> **Records to use**
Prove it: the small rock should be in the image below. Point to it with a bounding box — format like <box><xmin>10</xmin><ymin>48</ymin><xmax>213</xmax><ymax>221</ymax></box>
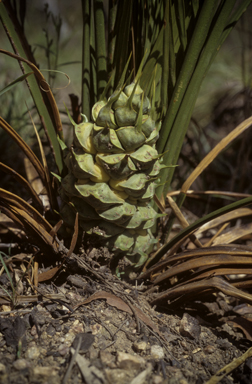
<box><xmin>72</xmin><ymin>332</ymin><xmax>95</xmax><ymax>353</ymax></box>
<box><xmin>150</xmin><ymin>345</ymin><xmax>165</xmax><ymax>360</ymax></box>
<box><xmin>152</xmin><ymin>375</ymin><xmax>164</xmax><ymax>384</ymax></box>
<box><xmin>58</xmin><ymin>344</ymin><xmax>69</xmax><ymax>356</ymax></box>
<box><xmin>31</xmin><ymin>325</ymin><xmax>38</xmax><ymax>339</ymax></box>
<box><xmin>105</xmin><ymin>369</ymin><xmax>129</xmax><ymax>384</ymax></box>
<box><xmin>100</xmin><ymin>351</ymin><xmax>116</xmax><ymax>368</ymax></box>
<box><xmin>0</xmin><ymin>363</ymin><xmax>6</xmax><ymax>375</ymax></box>
<box><xmin>133</xmin><ymin>341</ymin><xmax>148</xmax><ymax>352</ymax></box>
<box><xmin>179</xmin><ymin>313</ymin><xmax>201</xmax><ymax>339</ymax></box>
<box><xmin>46</xmin><ymin>324</ymin><xmax>56</xmax><ymax>336</ymax></box>
<box><xmin>117</xmin><ymin>352</ymin><xmax>145</xmax><ymax>370</ymax></box>
<box><xmin>203</xmin><ymin>345</ymin><xmax>216</xmax><ymax>355</ymax></box>
<box><xmin>130</xmin><ymin>364</ymin><xmax>152</xmax><ymax>384</ymax></box>
<box><xmin>32</xmin><ymin>366</ymin><xmax>61</xmax><ymax>384</ymax></box>
<box><xmin>90</xmin><ymin>323</ymin><xmax>103</xmax><ymax>335</ymax></box>
<box><xmin>33</xmin><ymin>366</ymin><xmax>59</xmax><ymax>377</ymax></box>
<box><xmin>12</xmin><ymin>359</ymin><xmax>30</xmax><ymax>371</ymax></box>
<box><xmin>25</xmin><ymin>346</ymin><xmax>40</xmax><ymax>360</ymax></box>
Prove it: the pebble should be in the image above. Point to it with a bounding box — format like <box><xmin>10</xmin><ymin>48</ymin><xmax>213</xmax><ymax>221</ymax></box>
<box><xmin>105</xmin><ymin>369</ymin><xmax>129</xmax><ymax>384</ymax></box>
<box><xmin>117</xmin><ymin>352</ymin><xmax>145</xmax><ymax>370</ymax></box>
<box><xmin>179</xmin><ymin>313</ymin><xmax>201</xmax><ymax>339</ymax></box>
<box><xmin>25</xmin><ymin>346</ymin><xmax>40</xmax><ymax>360</ymax></box>
<box><xmin>152</xmin><ymin>375</ymin><xmax>164</xmax><ymax>384</ymax></box>
<box><xmin>100</xmin><ymin>351</ymin><xmax>116</xmax><ymax>368</ymax></box>
<box><xmin>203</xmin><ymin>345</ymin><xmax>216</xmax><ymax>355</ymax></box>
<box><xmin>150</xmin><ymin>344</ymin><xmax>165</xmax><ymax>359</ymax></box>
<box><xmin>12</xmin><ymin>359</ymin><xmax>30</xmax><ymax>371</ymax></box>
<box><xmin>133</xmin><ymin>341</ymin><xmax>148</xmax><ymax>352</ymax></box>
<box><xmin>58</xmin><ymin>344</ymin><xmax>69</xmax><ymax>356</ymax></box>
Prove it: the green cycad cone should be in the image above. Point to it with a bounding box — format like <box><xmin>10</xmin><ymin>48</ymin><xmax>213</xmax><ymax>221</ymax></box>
<box><xmin>61</xmin><ymin>62</ymin><xmax>164</xmax><ymax>265</ymax></box>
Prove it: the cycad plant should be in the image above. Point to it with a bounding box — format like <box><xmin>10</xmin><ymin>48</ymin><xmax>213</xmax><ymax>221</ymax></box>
<box><xmin>0</xmin><ymin>0</ymin><xmax>251</xmax><ymax>282</ymax></box>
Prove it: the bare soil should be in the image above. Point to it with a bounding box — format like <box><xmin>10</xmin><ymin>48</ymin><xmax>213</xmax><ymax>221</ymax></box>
<box><xmin>0</xmin><ymin>254</ymin><xmax>252</xmax><ymax>384</ymax></box>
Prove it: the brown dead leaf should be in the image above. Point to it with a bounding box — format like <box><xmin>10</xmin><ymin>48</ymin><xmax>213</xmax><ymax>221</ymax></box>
<box><xmin>227</xmin><ymin>317</ymin><xmax>252</xmax><ymax>341</ymax></box>
<box><xmin>213</xmin><ymin>223</ymin><xmax>252</xmax><ymax>245</ymax></box>
<box><xmin>73</xmin><ymin>291</ymin><xmax>159</xmax><ymax>334</ymax></box>
<box><xmin>37</xmin><ymin>266</ymin><xmax>61</xmax><ymax>286</ymax></box>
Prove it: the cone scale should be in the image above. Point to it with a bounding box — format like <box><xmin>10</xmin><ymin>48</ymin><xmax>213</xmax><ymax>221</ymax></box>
<box><xmin>61</xmin><ymin>81</ymin><xmax>164</xmax><ymax>265</ymax></box>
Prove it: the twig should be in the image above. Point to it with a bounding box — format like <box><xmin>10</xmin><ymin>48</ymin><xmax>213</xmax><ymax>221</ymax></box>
<box><xmin>205</xmin><ymin>348</ymin><xmax>252</xmax><ymax>384</ymax></box>
<box><xmin>62</xmin><ymin>337</ymin><xmax>81</xmax><ymax>384</ymax></box>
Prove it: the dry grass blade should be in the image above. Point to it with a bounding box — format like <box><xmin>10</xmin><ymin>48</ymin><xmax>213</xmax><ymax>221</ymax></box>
<box><xmin>28</xmin><ymin>110</ymin><xmax>54</xmax><ymax>207</ymax></box>
<box><xmin>205</xmin><ymin>348</ymin><xmax>252</xmax><ymax>384</ymax></box>
<box><xmin>0</xmin><ymin>188</ymin><xmax>52</xmax><ymax>232</ymax></box>
<box><xmin>167</xmin><ymin>196</ymin><xmax>202</xmax><ymax>248</ymax></box>
<box><xmin>0</xmin><ymin>116</ymin><xmax>45</xmax><ymax>183</ymax></box>
<box><xmin>151</xmin><ymin>276</ymin><xmax>252</xmax><ymax>305</ymax></box>
<box><xmin>139</xmin><ymin>245</ymin><xmax>252</xmax><ymax>279</ymax></box>
<box><xmin>213</xmin><ymin>223</ymin><xmax>252</xmax><ymax>245</ymax></box>
<box><xmin>195</xmin><ymin>208</ymin><xmax>252</xmax><ymax>235</ymax></box>
<box><xmin>66</xmin><ymin>212</ymin><xmax>79</xmax><ymax>258</ymax></box>
<box><xmin>144</xmin><ymin>196</ymin><xmax>252</xmax><ymax>271</ymax></box>
<box><xmin>181</xmin><ymin>117</ymin><xmax>252</xmax><ymax>193</ymax></box>
<box><xmin>0</xmin><ymin>49</ymin><xmax>62</xmax><ymax>134</ymax></box>
<box><xmin>182</xmin><ymin>267</ymin><xmax>251</xmax><ymax>285</ymax></box>
<box><xmin>10</xmin><ymin>206</ymin><xmax>59</xmax><ymax>254</ymax></box>
<box><xmin>0</xmin><ymin>163</ymin><xmax>43</xmax><ymax>210</ymax></box>
<box><xmin>153</xmin><ymin>254</ymin><xmax>252</xmax><ymax>284</ymax></box>
<box><xmin>167</xmin><ymin>189</ymin><xmax>251</xmax><ymax>198</ymax></box>
<box><xmin>0</xmin><ymin>189</ymin><xmax>59</xmax><ymax>253</ymax></box>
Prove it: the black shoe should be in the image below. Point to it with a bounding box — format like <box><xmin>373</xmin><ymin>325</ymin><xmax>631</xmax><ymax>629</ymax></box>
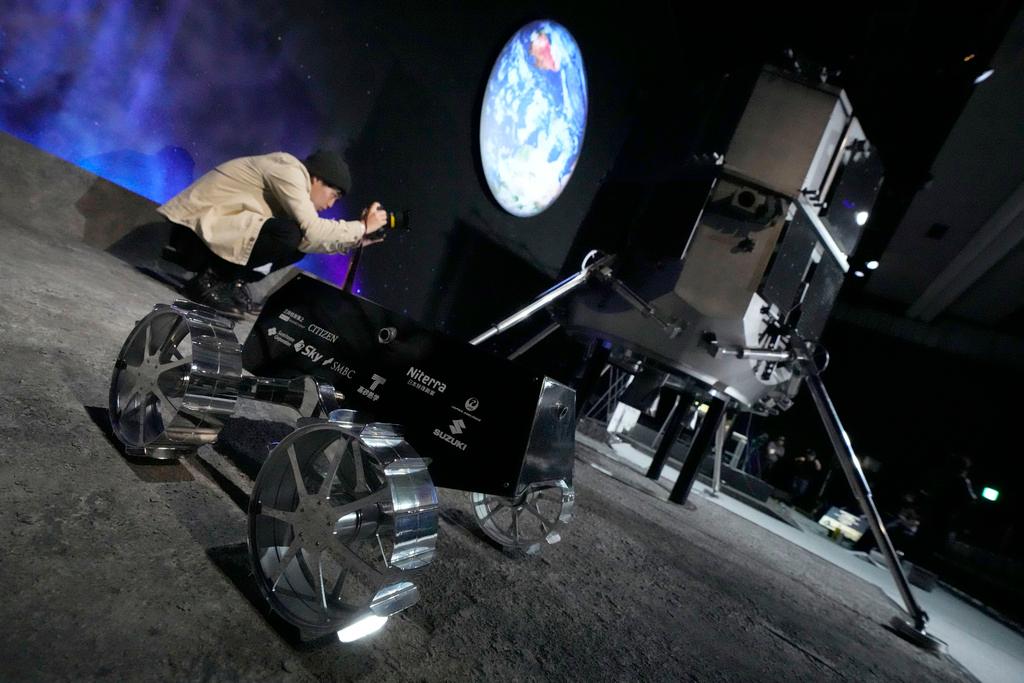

> **Stated goal**
Locate every line in the listing above that contains the string "cycad", and copy each one out. Matching is case-sensitive.

> **Output of the task**
Prove it: the green cycad cone should be in the image above. Point to it with a bounding box — format like <box><xmin>10</xmin><ymin>48</ymin><xmax>213</xmax><ymax>221</ymax></box>
Prove it: the cycad plant should be in the image above. Point to it with a bounding box — format like <box><xmin>10</xmin><ymin>48</ymin><xmax>213</xmax><ymax>221</ymax></box>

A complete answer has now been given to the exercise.